### Document section ###
Trinidad in the fall

November 16, 2019 – We didn’t plan it this way, but this fall has been a lot to do about Trinidad.  We created two week long school projects for our elementary aged students with Jean Raabe of Pan Odyssey as well as a Teen Open Mic experience with her steel pans, too.  These steel pans (we call them drums here) are from Trinidad and Tobago (two islands, one nation) in the Caribbean.  Jean talked about living in Trinidad (she teaches music therapy there 6 months of the year), the food, the culture and her experience playing in a professional steel band for 20 some years.  You can read more about the projects on our Creating Community Works page.

As the FH volunteer who helped with these projects, I got to play, too, and see and hear all of these kids exploring these foreign instruments and ask really great questions.  Jean is a great person, so giving and patient and intent on doing this good work.  She reached out to me a year or so ago about the programs she has been doing in Bloomingdale and Pullman and she just wants to spread the experience to as many students as she can.
### Dataset entries ###
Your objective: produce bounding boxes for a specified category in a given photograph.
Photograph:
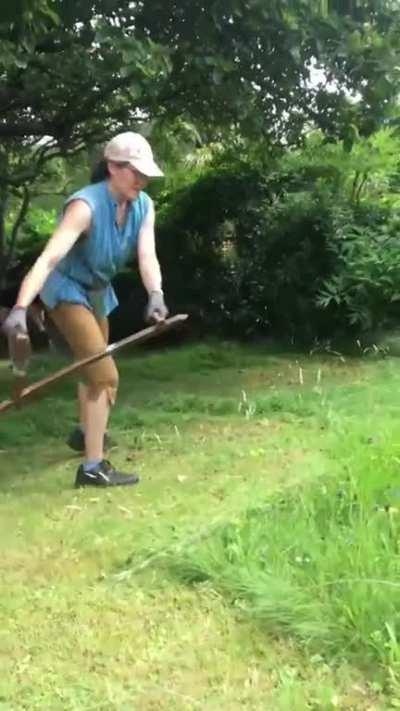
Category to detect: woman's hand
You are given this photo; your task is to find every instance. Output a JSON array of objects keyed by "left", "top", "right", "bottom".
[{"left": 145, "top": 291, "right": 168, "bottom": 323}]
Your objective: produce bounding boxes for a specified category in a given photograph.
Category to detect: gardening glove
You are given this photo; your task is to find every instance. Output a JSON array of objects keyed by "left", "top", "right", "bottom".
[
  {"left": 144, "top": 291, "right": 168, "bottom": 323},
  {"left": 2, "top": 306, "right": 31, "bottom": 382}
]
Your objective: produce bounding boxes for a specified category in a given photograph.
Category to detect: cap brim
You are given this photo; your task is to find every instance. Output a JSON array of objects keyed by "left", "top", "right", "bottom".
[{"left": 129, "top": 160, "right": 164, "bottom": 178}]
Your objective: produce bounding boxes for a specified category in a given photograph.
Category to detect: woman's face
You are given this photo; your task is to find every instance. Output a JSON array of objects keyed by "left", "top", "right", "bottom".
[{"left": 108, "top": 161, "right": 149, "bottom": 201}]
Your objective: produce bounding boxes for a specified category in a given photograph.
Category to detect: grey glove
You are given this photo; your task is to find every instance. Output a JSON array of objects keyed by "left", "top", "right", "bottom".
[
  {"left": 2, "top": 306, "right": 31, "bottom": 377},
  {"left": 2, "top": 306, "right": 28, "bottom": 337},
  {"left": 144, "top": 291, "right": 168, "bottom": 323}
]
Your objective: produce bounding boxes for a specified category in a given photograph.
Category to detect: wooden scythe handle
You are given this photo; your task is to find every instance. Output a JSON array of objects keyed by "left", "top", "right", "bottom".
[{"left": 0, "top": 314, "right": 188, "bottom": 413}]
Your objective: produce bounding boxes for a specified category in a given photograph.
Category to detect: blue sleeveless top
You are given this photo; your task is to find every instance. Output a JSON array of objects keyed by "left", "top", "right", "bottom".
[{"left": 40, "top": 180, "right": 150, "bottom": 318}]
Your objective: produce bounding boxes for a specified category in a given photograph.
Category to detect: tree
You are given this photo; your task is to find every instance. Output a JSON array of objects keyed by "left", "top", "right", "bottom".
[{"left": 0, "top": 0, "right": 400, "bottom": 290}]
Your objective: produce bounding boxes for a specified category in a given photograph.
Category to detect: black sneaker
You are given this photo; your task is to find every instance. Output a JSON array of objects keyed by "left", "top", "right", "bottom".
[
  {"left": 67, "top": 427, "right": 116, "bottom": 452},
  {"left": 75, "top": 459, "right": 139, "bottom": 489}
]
###
### Dataset entries ###
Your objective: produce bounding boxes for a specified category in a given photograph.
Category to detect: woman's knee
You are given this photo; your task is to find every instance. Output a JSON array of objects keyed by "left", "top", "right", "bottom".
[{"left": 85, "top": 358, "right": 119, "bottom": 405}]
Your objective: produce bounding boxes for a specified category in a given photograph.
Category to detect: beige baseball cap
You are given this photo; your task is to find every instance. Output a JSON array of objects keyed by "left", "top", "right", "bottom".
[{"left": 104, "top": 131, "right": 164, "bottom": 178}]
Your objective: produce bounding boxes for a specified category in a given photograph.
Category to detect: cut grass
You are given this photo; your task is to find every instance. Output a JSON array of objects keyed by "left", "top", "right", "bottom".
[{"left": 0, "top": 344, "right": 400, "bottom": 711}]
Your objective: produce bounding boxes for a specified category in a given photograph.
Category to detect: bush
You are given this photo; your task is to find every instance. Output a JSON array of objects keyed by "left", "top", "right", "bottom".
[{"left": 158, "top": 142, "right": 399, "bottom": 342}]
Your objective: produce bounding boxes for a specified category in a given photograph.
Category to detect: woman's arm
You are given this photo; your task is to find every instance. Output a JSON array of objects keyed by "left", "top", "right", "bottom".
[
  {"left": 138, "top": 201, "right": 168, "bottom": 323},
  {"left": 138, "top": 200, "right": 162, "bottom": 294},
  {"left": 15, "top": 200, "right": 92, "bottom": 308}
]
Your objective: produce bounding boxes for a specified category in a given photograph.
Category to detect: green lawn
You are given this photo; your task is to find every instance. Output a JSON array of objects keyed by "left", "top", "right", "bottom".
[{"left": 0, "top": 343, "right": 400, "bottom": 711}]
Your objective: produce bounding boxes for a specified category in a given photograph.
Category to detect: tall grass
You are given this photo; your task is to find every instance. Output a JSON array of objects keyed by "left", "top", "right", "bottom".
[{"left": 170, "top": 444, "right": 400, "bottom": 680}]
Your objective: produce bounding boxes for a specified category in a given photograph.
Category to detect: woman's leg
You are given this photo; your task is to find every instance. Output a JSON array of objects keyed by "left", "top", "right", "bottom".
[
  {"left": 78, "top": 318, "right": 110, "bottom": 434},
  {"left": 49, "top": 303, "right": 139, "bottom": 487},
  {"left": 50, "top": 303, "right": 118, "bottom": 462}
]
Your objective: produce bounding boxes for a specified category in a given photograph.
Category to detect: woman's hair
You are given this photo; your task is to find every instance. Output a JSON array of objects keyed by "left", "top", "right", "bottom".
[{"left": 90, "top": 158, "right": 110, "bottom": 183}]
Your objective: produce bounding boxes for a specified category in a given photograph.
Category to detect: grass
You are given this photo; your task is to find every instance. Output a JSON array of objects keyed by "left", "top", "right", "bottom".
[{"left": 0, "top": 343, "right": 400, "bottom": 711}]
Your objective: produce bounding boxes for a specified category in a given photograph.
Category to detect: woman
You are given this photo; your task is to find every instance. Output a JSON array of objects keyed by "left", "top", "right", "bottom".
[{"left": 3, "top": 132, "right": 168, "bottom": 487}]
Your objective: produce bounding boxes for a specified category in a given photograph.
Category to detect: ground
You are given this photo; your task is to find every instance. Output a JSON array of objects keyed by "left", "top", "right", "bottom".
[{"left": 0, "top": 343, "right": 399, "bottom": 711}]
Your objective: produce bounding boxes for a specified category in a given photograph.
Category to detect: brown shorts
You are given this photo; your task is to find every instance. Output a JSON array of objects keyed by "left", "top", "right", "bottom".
###
• Prompt: Rewrite the Trinidad post from the words "November 16, 2019" through the words "Community Works page.", changing "steel pans" to "steel drums" everywhere it appears in that stretch.

• Response below:
November 16, 2019 – We didn’t plan it this way, but this fall has been a lot to do about Trinidad.  We created two week long school projects for our elementary aged students with Jean Raabe of Pan Odyssey as well as a Teen Open Mic experience with her steel drums, too.  These steel drums (we call them drums here) are from Trinidad and Tobago (two islands, one nation) in the Caribbean.  Jean talked about living in Trinidad (she teaches music therapy there 6 months of the year), the food, the culture and her experience playing in a professional steel band for 20 some years.  You can read more about the projects on our Creating Community Works page.